Stored data entries
Start of Block

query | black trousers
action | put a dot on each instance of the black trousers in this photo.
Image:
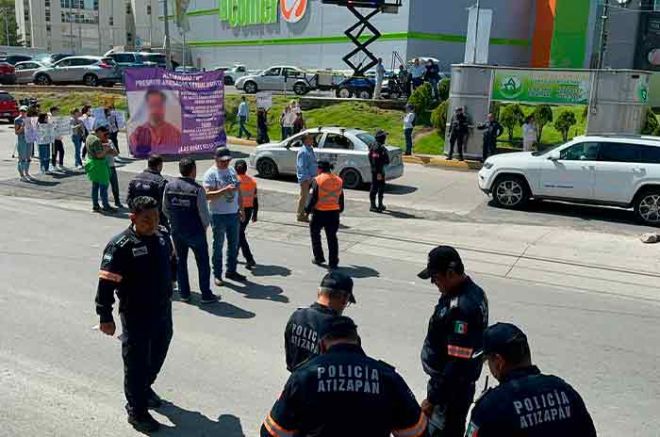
(457, 138)
(328, 221)
(58, 153)
(449, 420)
(145, 341)
(377, 189)
(242, 238)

End of Block

Only the lines from the one containing "action | put" through the last line of the records above should be repeated, exactly and without pictures.

TASK RESULT:
action | put a dot on each instance of the black trousers in this photo.
Image:
(457, 138)
(328, 221)
(58, 153)
(449, 420)
(145, 341)
(377, 189)
(242, 238)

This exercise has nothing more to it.